┌──

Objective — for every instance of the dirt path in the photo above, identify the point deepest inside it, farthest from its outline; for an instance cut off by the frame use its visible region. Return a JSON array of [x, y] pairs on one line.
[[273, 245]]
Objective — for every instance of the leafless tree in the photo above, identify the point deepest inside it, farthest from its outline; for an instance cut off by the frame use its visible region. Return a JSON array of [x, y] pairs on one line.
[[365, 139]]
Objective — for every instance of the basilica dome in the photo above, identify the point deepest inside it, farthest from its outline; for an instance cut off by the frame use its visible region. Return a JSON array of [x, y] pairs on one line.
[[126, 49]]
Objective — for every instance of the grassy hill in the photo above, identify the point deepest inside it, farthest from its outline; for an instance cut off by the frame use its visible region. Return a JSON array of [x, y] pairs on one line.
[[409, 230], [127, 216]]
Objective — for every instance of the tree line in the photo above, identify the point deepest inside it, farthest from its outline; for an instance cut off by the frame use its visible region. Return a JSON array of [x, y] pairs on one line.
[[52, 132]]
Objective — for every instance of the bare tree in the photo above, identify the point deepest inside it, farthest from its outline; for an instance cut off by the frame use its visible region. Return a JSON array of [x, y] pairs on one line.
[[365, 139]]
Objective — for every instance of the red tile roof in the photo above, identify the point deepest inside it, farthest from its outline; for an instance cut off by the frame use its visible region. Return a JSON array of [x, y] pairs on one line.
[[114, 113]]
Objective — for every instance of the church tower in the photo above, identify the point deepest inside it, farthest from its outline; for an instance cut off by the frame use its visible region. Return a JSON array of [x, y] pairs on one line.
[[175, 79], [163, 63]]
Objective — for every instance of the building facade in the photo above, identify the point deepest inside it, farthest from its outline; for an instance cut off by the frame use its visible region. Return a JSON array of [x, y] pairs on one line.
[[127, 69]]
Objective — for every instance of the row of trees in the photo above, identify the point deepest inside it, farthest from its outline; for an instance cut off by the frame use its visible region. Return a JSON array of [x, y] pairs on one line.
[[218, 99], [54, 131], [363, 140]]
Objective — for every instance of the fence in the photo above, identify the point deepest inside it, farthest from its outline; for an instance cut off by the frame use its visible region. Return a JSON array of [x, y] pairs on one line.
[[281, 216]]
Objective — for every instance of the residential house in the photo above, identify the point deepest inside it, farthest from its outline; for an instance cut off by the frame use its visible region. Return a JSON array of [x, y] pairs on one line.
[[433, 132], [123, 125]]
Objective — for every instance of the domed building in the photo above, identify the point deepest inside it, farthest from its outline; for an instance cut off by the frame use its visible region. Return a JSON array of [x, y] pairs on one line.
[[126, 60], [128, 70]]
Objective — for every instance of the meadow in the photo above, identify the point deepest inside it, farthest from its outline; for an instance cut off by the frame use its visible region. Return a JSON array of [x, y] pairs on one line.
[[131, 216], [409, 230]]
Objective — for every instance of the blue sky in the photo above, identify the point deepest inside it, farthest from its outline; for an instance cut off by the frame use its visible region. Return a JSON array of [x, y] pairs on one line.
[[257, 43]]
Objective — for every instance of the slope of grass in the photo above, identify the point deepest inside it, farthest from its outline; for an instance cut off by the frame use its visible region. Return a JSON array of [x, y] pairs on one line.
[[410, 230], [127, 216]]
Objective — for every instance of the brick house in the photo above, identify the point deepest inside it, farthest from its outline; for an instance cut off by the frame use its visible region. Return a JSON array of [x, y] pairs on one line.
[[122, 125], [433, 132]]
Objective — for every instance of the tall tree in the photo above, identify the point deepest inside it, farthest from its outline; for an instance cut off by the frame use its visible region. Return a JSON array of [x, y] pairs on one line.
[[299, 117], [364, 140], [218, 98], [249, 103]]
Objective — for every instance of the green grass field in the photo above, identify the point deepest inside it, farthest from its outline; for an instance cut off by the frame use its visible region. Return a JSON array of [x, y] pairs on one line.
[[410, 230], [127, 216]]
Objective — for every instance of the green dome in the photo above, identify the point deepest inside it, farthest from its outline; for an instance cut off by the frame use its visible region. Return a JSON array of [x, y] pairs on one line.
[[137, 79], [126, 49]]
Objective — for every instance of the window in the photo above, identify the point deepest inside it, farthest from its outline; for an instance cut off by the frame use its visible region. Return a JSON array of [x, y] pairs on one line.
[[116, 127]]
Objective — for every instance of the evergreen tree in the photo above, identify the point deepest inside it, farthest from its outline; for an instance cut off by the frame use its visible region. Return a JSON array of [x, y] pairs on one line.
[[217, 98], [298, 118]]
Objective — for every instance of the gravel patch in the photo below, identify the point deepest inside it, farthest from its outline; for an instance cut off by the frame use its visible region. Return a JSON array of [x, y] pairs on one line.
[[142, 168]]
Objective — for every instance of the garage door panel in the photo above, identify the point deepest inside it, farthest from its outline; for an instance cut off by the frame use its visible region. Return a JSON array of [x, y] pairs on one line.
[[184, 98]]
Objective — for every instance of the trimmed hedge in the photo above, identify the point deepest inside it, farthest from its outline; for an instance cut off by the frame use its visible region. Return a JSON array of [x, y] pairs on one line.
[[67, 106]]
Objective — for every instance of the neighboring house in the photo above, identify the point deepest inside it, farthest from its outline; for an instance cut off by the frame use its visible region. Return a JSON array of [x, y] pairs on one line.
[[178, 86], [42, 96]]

└──
┌──

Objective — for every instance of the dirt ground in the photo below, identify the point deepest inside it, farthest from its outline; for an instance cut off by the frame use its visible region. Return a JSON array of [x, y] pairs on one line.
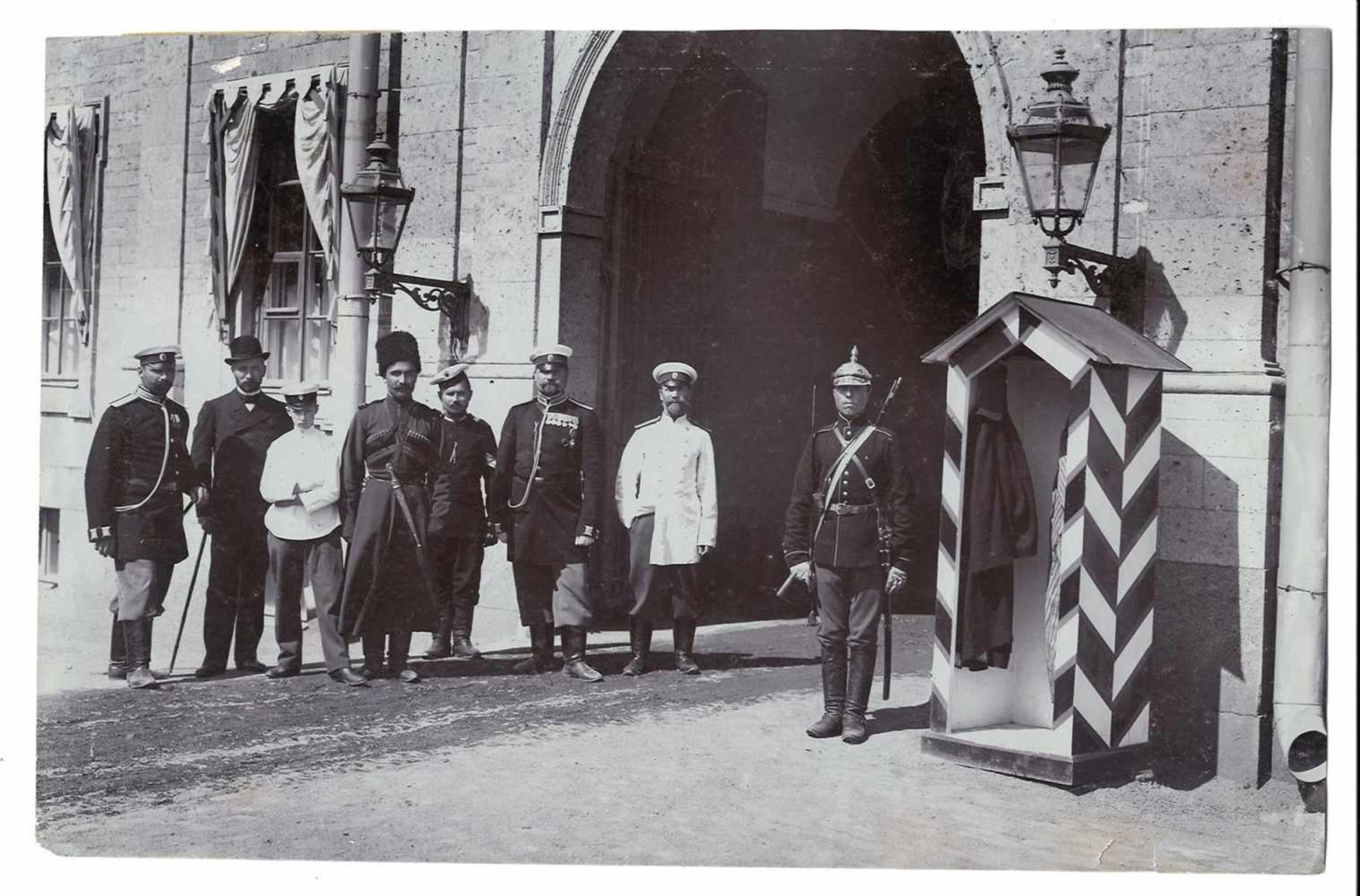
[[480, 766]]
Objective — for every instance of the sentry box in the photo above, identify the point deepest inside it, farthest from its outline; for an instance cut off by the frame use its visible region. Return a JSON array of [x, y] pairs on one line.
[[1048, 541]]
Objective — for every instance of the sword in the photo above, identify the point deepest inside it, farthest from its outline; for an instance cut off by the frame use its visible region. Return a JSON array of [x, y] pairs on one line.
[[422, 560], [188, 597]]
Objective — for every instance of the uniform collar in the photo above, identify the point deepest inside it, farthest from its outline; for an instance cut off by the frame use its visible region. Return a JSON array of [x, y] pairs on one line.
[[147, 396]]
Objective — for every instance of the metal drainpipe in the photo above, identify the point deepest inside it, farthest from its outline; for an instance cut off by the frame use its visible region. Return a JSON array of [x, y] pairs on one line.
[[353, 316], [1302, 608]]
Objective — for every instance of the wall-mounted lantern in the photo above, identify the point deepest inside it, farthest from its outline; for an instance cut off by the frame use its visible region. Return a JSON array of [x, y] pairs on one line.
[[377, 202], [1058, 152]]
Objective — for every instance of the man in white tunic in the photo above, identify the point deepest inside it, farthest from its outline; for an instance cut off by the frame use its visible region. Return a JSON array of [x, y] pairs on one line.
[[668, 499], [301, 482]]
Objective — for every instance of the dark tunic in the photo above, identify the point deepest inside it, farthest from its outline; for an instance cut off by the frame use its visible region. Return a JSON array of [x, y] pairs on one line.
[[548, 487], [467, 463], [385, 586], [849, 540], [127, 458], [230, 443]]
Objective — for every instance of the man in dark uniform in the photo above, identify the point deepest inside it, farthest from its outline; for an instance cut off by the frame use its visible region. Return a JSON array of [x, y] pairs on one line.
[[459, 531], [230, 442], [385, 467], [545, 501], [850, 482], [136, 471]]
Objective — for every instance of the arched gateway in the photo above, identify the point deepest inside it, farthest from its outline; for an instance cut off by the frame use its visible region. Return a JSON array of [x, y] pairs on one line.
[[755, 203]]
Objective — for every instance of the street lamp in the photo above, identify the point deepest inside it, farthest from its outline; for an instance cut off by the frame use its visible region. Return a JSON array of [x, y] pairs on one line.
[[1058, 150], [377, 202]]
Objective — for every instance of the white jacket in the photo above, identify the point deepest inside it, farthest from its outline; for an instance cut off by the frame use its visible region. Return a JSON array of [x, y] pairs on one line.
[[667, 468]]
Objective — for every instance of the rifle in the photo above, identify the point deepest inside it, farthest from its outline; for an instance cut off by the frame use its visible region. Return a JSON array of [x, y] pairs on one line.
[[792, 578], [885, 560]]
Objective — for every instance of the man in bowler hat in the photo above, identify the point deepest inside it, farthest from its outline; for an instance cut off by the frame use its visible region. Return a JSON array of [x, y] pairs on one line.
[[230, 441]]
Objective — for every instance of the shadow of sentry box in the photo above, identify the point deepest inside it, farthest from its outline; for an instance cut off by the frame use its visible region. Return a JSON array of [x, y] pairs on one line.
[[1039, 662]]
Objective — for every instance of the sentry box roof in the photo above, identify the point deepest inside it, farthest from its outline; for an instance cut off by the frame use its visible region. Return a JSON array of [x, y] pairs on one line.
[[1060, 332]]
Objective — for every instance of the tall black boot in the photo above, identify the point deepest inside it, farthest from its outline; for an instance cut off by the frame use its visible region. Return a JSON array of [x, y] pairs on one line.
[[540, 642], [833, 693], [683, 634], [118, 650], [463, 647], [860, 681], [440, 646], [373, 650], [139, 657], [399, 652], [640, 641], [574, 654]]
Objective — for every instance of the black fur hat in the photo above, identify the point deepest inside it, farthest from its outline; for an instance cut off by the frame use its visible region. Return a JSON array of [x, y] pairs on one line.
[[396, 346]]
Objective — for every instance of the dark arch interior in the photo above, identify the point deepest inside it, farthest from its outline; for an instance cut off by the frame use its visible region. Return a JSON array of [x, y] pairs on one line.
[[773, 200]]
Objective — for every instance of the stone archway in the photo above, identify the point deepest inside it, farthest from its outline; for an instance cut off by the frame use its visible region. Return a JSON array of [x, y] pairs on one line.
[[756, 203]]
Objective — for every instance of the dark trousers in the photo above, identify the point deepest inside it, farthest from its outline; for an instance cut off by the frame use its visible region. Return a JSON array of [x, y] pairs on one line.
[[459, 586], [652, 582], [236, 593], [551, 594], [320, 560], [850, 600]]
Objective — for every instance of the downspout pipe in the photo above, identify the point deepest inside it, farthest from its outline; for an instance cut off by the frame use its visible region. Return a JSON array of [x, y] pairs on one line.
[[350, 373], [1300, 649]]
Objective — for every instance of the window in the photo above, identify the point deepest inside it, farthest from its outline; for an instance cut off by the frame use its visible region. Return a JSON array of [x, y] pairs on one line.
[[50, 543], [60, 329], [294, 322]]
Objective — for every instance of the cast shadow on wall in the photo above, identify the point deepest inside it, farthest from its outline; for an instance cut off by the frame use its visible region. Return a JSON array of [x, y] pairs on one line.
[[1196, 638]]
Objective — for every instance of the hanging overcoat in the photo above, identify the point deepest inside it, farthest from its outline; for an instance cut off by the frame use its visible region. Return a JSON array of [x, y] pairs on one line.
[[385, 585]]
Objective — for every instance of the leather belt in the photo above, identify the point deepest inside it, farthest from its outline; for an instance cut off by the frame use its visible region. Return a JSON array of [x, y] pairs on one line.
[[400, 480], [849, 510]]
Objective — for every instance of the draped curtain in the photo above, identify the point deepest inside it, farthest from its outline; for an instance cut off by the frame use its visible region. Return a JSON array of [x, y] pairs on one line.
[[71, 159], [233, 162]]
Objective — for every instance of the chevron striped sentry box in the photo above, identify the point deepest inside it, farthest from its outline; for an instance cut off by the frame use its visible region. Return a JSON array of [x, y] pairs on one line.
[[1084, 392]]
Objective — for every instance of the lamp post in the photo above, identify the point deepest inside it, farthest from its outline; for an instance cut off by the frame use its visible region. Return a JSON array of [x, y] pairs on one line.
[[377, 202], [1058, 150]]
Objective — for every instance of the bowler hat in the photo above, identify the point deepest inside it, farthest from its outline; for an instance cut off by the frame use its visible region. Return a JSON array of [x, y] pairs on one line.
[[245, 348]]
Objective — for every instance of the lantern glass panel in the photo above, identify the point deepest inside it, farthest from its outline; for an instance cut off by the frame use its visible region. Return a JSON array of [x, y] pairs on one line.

└──

Что требуется >> Перепишите без изменений отрезок материала выше: от строки, содержащей «Objective — for every instance of the sentry box in», до строки, содержащей «[[1048, 541]]», включая обе эти строки.

Ответ >>
Objective — for every instance of the sentry box in the photo above, identify the point deepest inside it, farthest from its outline; for an instance cut off by the frame use its visible region. Return a JSON array of [x, y] pairs on one line.
[[1048, 541]]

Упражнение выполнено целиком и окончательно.